- Work request:
Retype the listing in full. Change nothing.

"""

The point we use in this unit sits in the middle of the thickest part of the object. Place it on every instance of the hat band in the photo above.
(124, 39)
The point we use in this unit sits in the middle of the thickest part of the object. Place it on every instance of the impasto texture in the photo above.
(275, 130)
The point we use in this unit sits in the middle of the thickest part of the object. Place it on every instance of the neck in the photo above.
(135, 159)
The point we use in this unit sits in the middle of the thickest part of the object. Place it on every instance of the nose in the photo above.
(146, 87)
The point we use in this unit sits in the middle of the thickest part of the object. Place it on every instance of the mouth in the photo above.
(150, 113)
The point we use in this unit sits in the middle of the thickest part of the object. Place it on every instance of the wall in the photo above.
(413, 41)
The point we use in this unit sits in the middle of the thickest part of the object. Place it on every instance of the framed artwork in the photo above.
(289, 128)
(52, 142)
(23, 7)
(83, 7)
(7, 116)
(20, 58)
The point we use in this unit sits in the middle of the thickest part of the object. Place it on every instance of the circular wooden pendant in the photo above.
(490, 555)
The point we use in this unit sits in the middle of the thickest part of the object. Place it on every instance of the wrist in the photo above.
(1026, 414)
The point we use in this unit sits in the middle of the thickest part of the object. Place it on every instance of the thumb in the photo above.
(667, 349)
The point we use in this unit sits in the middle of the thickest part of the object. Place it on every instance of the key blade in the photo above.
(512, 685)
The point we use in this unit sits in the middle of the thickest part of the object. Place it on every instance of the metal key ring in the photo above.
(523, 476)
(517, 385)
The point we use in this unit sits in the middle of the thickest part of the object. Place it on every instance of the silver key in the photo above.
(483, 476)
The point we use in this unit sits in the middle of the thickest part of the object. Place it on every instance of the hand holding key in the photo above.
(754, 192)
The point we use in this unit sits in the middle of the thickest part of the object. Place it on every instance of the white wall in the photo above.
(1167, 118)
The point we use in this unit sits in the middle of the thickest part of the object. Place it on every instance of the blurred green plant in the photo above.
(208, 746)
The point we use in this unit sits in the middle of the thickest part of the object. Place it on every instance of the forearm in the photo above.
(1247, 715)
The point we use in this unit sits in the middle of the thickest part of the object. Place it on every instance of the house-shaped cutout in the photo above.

"""

- Result below:
The point we use in this unit sits in the middle of the thickest part of the object. Place it on every instance of the hat band in the photo above.
(124, 39)
The point we use in this unit sits in the middle of the thickest part of the object. Place it on every instance of the impasto texture in the photo above.
(275, 130)
The point we use in this unit sits in the middle of the thickest part of the object. Place it on every instance of the neck in the photo above.
(135, 159)
The point we use in this unit sits in the middle of the thickest part of the object. Place it on every instance of the nose in the photo above.
(146, 87)
The point we use in this unit sits in the middle of the thickest part of the object. Place it on every instance of the mouth in the photo above.
(150, 113)
The point we use in this unit sits in the middle of the thickest part of the object. Place it on every instance of the wall in the photo above.
(413, 41)
The point we use in this unit sits in the middle of the thickest part of the object. Place it on every instance of the framed artwork in the photo above.
(289, 128)
(52, 142)
(23, 7)
(83, 7)
(7, 116)
(20, 58)
The point we use in this unit sits in the middle of the thickest part of the object. Place it on every instance of the circular wooden pendant in the photo above.
(490, 555)
The point we use in this unit sits in the middle of the thickest part of the object. Place it on every instance of the wrist in the photo above.
(1026, 414)
The point we use in this unit sits in the middle of the thickest part of the object. Place it on every instance of the thumb in the photo above.
(667, 349)
The point we use in this unit sits in the middle of the thickest part of the object. Place it on every instance of the key blade in the photo above.
(512, 685)
The point we use in this unit sits in the middle of the thickest part of the object. Place it on every instance of the metal key ring in the photo above.
(523, 476)
(517, 385)
The point we use in this unit sits in the middle of the thickest part of the object. Place it on every instance of the silver key in the photo above.
(483, 476)
The point we use in this unit sits in the middle of the thickest part of the object. Place it on every instance of the hand holding key in the photo above.
(754, 192)
The point we use in this unit sits in the middle of the thickest part of the object. Place it on every instance of the white wall in the photo above.
(1167, 118)
The point we use in this unit sits in the middle of the thickest part of the object. Place it on every instance of the blurred green plant in the photo above.
(208, 746)
The point we use in this unit sits in the middle of the thickest part of the object. Place it on every instance of the forearm in the photo above.
(1247, 715)
The point we use in this unit sits in the middle of the thickest part of the object. Place it on every instance of the house-shaped cutout in the photo above.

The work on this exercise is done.